[STATED TASK 1]: From the extract below on Disabled students and Universal Credit, list every specific date or month it mentions.
[STATED TASK 2]: In the extract below on Disabled students and Universal Credit, how much does the psychology student granted permission to apply for judicial review calculate he may be entitled to in UC?

[EXTRACT PROVIDED]:
— START —

The only ‘work around’ for this has been for the disabled student to make a claim for contribution based New Style ESA (NSESA) - for which they will not meet the national insurance contributions entitlement conditions!

Despite this, following their NSESA claim, a work capability assessment will eventually be held. If a LCW decision is made UC entitlement is possible.

Last year, following a judicial review challenge by two Disabled students, the Secretary of State for Work and Pensions Theresa Coffey conceded that the UC policy was unlawful and a judge approved and sealed an Order to that effect on 31 July 2020.

But within a matter of days, on 5 August 2020 new regulations were issued which changed the law so that other Disabled students who would again in future make a claim for UC would not be invited to a work capability assessment (WCA).

As a result, their limited capability for work could not be established.

In June 2021 Flinn Kays, a Disabled psychology student who receives the enhanced rate of both the mobility and daily living components of PIP, was granted permission to apply for judicial review of the 2020 Regulations.

He calculates that he may be entitled to around £900 a month in UC. But due to the 2020 regulations, his UC claim was refused and he was not invited to a work capability assessment (WCA).

Ken Butler DR UK’s Welfare Rights and Policy Adviser said:

“The new regulations are a cynical manoeuvre deliberately aimed at excluding Disabled students from UC.

Many disabled students will be unaware of the need to establish their limited capability for work before their course starts.

If they do not do so, they will be excluded from UC for the whole of their course duration which is often 3 years.

In addition, those who acquire a disability or develop a serious health condition only after they begin their studies will also be excluded.

However, it will still be useful for Disabled students to claim contributory NSESA to get national insurance credits for limited capability for work.

While the new rules mean that once so assessed a UC claim can’t be made for any current course they are on, it could then  be made in a gap between courses / before a subsequent course begins.

Given the new regulations, Disabled students should make a NSESA claim before they come into force from 15 December 2021.

But hopefully the judicial review action being taken by Finn Kays will be successful so that the effect of these new regulations will be quashed.”

— END —

[RECORD SET]:
— START —

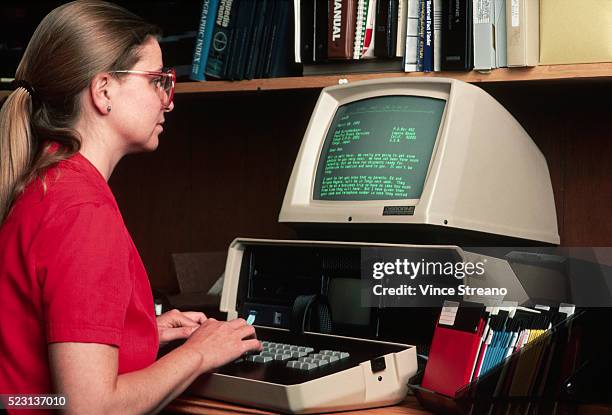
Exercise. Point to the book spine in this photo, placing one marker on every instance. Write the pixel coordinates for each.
(198, 63)
(321, 29)
(412, 37)
(437, 35)
(306, 33)
(342, 20)
(501, 56)
(219, 49)
(484, 36)
(402, 13)
(359, 28)
(256, 41)
(457, 35)
(428, 45)
(381, 39)
(522, 22)
(421, 43)
(393, 28)
(297, 28)
(368, 41)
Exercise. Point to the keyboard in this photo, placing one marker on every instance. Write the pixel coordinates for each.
(311, 372)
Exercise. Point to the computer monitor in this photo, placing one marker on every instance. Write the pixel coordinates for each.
(420, 151)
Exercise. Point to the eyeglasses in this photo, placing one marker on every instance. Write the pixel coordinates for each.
(164, 83)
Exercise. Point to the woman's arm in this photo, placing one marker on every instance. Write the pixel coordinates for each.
(87, 372)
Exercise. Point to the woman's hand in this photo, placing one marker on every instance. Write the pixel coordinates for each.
(221, 342)
(175, 324)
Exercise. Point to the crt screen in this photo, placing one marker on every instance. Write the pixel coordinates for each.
(378, 149)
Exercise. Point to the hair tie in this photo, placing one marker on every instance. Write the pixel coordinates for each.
(26, 85)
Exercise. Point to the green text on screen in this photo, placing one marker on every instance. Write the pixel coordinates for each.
(378, 149)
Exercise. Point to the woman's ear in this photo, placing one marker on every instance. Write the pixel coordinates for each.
(100, 89)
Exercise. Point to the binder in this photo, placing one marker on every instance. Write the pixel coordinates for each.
(454, 348)
(484, 35)
(457, 35)
(523, 32)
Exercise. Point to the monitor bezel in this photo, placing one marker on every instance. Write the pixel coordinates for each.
(360, 96)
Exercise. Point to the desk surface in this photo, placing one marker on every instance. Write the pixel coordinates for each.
(196, 406)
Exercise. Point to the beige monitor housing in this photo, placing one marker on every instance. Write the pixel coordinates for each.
(485, 173)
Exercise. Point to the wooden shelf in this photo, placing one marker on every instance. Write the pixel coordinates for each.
(538, 73)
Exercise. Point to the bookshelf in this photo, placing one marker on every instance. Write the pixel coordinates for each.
(539, 73)
(228, 148)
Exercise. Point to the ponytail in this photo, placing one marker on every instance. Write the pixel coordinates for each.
(70, 46)
(16, 146)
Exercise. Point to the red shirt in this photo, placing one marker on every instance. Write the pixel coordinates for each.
(69, 272)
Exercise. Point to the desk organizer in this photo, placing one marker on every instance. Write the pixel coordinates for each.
(565, 367)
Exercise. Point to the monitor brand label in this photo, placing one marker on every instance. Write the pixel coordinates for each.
(398, 211)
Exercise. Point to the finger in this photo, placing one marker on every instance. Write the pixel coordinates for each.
(196, 316)
(166, 335)
(237, 323)
(251, 345)
(246, 332)
(181, 320)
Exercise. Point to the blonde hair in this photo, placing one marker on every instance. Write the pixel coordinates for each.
(70, 46)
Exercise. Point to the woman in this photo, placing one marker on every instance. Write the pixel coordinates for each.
(76, 315)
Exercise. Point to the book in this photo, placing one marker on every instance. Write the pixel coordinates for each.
(360, 27)
(256, 40)
(457, 35)
(266, 36)
(437, 35)
(412, 36)
(218, 55)
(484, 35)
(282, 63)
(341, 32)
(304, 12)
(386, 28)
(501, 54)
(523, 32)
(402, 13)
(428, 37)
(574, 31)
(243, 32)
(367, 51)
(203, 39)
(321, 27)
(421, 37)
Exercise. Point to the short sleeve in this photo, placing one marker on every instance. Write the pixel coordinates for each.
(84, 268)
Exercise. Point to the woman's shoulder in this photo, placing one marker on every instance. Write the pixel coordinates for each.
(61, 187)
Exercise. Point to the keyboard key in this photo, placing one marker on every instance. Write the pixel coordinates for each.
(298, 354)
(321, 362)
(271, 354)
(307, 366)
(294, 364)
(261, 359)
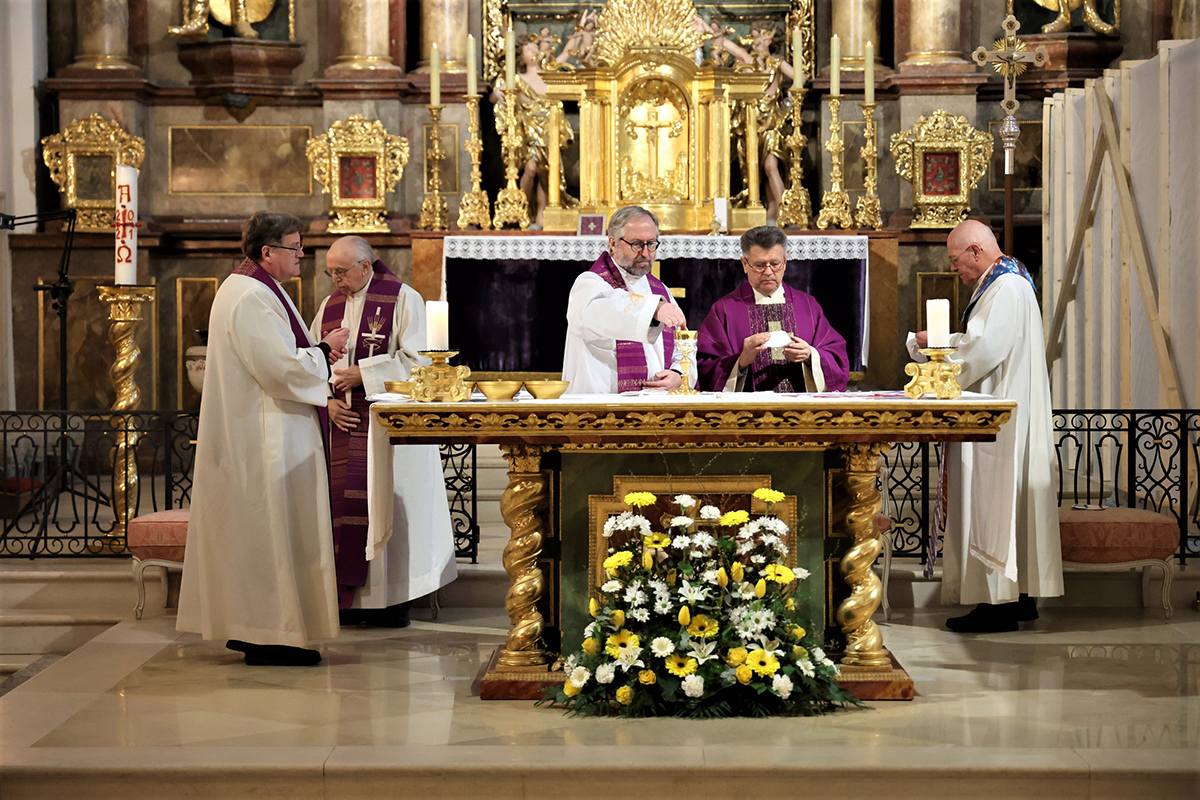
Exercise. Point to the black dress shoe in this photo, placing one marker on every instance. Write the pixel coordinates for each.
(280, 655)
(985, 618)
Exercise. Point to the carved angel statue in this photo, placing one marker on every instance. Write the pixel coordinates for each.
(533, 125)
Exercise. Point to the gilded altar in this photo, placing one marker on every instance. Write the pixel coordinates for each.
(654, 127)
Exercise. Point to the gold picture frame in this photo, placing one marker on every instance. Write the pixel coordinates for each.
(83, 160)
(358, 164)
(943, 157)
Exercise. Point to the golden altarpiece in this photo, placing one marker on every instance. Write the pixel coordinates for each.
(654, 128)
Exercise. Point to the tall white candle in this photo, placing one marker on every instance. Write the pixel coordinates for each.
(471, 65)
(437, 324)
(869, 72)
(835, 65)
(937, 322)
(126, 218)
(435, 76)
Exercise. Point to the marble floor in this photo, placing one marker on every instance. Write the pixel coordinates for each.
(1085, 703)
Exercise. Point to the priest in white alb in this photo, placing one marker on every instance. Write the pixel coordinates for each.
(258, 570)
(621, 319)
(1001, 548)
(387, 323)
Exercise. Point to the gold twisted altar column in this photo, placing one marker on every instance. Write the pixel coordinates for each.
(102, 35)
(525, 506)
(864, 643)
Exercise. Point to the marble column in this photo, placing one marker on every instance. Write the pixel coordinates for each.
(102, 35)
(856, 23)
(364, 42)
(445, 23)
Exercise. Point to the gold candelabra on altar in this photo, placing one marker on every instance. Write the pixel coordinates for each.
(474, 208)
(511, 204)
(796, 206)
(835, 200)
(867, 211)
(435, 215)
(935, 377)
(125, 313)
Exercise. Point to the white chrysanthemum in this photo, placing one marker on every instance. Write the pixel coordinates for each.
(661, 647)
(580, 677)
(605, 673)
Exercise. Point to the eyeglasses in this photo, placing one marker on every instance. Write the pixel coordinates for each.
(639, 246)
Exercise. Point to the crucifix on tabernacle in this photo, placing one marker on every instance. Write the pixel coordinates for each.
(1009, 58)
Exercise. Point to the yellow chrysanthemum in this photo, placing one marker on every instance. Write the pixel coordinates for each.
(736, 656)
(679, 665)
(617, 560)
(779, 573)
(769, 495)
(640, 499)
(619, 642)
(731, 518)
(657, 541)
(762, 662)
(702, 627)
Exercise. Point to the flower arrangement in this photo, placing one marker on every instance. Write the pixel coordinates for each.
(699, 625)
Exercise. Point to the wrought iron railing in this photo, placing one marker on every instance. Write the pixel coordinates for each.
(58, 470)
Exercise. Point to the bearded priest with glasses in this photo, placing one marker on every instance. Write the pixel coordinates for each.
(621, 319)
(766, 336)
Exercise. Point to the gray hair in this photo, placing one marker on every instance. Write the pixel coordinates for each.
(765, 236)
(623, 216)
(267, 228)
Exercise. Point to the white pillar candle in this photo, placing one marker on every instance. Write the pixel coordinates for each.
(435, 76)
(835, 65)
(126, 218)
(869, 72)
(472, 89)
(437, 324)
(937, 320)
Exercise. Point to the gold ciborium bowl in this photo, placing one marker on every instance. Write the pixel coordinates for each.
(546, 389)
(499, 390)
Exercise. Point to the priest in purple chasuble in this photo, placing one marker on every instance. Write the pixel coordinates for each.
(258, 570)
(736, 349)
(387, 324)
(621, 319)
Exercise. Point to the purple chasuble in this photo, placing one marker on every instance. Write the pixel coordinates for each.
(631, 367)
(348, 449)
(737, 316)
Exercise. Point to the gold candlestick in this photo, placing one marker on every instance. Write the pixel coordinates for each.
(867, 211)
(835, 200)
(474, 208)
(435, 215)
(125, 313)
(796, 206)
(936, 376)
(441, 383)
(511, 204)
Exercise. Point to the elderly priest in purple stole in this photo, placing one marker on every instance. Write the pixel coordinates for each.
(259, 564)
(387, 324)
(621, 319)
(736, 349)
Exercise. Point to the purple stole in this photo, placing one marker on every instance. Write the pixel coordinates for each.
(631, 367)
(348, 449)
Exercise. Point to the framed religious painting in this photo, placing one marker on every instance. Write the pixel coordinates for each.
(83, 160)
(358, 164)
(943, 157)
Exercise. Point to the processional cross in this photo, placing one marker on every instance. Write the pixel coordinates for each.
(1009, 58)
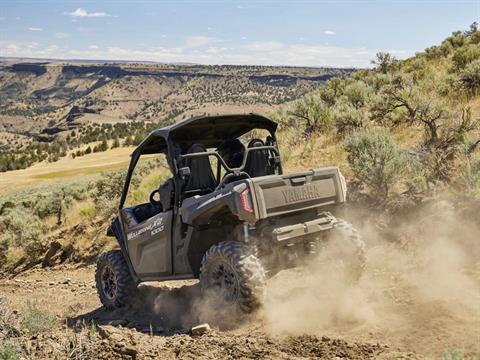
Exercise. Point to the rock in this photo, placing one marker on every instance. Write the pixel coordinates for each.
(105, 331)
(200, 329)
(119, 322)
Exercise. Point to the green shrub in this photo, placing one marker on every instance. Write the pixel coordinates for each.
(312, 114)
(8, 352)
(376, 160)
(470, 77)
(348, 118)
(35, 321)
(88, 212)
(464, 56)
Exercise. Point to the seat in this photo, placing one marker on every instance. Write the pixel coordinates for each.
(258, 163)
(232, 152)
(201, 180)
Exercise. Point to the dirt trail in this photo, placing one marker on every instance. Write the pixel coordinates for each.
(157, 325)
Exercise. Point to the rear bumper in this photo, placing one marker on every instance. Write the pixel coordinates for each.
(297, 232)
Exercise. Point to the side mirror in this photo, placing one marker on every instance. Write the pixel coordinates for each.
(184, 172)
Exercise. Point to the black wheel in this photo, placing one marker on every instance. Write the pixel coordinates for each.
(347, 248)
(233, 276)
(113, 279)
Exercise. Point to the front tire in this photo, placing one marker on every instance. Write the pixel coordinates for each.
(233, 277)
(113, 280)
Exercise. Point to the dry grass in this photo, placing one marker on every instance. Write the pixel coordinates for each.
(65, 170)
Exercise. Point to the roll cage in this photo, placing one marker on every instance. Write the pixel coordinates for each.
(210, 131)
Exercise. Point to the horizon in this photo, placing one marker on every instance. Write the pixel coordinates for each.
(320, 34)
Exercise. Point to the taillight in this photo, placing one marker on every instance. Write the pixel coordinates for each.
(246, 200)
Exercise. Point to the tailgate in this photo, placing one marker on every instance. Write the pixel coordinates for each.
(281, 194)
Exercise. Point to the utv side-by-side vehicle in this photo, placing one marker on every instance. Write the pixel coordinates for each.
(228, 215)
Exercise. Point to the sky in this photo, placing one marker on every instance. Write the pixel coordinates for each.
(294, 33)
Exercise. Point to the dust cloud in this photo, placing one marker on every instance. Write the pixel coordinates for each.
(420, 290)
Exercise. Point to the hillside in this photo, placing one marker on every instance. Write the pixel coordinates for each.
(42, 103)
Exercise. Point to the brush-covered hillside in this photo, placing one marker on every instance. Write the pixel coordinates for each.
(407, 136)
(51, 110)
(403, 132)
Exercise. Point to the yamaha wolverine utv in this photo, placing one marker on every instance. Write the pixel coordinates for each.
(228, 215)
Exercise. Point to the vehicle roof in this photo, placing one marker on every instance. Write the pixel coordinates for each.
(209, 131)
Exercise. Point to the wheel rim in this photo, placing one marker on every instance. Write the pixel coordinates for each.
(225, 281)
(109, 282)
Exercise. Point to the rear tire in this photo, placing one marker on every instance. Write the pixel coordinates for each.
(114, 283)
(233, 277)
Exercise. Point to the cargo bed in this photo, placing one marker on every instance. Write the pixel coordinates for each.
(282, 194)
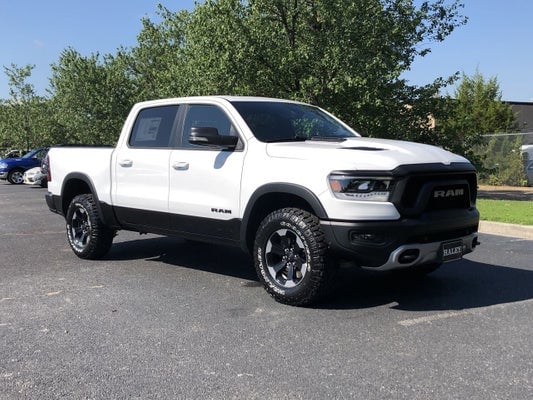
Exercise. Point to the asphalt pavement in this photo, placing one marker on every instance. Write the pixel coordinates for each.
(161, 318)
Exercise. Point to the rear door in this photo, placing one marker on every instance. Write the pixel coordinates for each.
(141, 178)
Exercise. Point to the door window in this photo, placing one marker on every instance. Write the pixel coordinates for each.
(206, 116)
(153, 127)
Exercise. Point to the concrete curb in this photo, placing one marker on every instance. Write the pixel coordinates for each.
(510, 230)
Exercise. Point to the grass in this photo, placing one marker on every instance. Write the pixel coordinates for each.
(508, 211)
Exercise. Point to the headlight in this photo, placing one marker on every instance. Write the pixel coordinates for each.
(362, 188)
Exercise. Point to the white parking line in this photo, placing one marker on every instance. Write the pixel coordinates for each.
(450, 314)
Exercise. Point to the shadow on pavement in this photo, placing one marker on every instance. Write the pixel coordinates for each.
(224, 260)
(455, 286)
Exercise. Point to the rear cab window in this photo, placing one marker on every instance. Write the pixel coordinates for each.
(154, 127)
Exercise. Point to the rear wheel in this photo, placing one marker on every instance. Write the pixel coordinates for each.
(16, 176)
(290, 257)
(87, 235)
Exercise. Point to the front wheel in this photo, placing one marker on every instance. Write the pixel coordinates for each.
(290, 257)
(87, 235)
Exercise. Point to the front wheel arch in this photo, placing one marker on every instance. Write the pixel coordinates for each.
(291, 257)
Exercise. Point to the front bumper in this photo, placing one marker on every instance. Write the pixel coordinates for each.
(385, 245)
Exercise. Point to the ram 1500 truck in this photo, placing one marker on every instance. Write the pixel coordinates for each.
(286, 181)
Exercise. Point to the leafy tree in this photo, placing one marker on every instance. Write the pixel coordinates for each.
(345, 56)
(476, 109)
(156, 65)
(20, 125)
(91, 97)
(503, 164)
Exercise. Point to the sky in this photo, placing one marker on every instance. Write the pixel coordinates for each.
(496, 41)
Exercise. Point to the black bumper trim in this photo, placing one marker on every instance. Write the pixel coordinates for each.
(370, 243)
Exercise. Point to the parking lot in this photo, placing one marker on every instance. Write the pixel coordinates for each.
(161, 318)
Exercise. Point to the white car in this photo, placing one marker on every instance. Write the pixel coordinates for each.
(34, 176)
(529, 174)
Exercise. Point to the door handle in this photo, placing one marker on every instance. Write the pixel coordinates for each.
(181, 166)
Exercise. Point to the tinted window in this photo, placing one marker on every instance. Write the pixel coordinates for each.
(277, 121)
(206, 116)
(153, 127)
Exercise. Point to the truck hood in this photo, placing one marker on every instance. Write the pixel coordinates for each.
(363, 153)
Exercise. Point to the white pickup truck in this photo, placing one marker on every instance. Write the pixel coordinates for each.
(286, 181)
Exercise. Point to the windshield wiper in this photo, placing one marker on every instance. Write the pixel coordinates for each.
(328, 138)
(290, 139)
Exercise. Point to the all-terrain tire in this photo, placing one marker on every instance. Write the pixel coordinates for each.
(87, 235)
(290, 257)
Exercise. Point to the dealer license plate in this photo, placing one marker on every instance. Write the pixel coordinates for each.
(452, 250)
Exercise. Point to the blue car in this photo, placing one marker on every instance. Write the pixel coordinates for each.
(13, 169)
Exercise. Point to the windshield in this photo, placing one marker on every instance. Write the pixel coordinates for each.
(37, 153)
(279, 122)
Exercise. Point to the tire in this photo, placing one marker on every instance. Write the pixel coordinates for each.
(87, 236)
(290, 257)
(16, 176)
(418, 271)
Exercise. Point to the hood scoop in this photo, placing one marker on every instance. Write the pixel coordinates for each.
(363, 148)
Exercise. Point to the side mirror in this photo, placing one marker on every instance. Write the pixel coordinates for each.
(207, 136)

— END —

[EXERCISE ANSWER 1]:
31 July 2020
5 August 2020
June 2021
15 December 2021

[EXERCISE ANSWER 2]: Around £900 a month.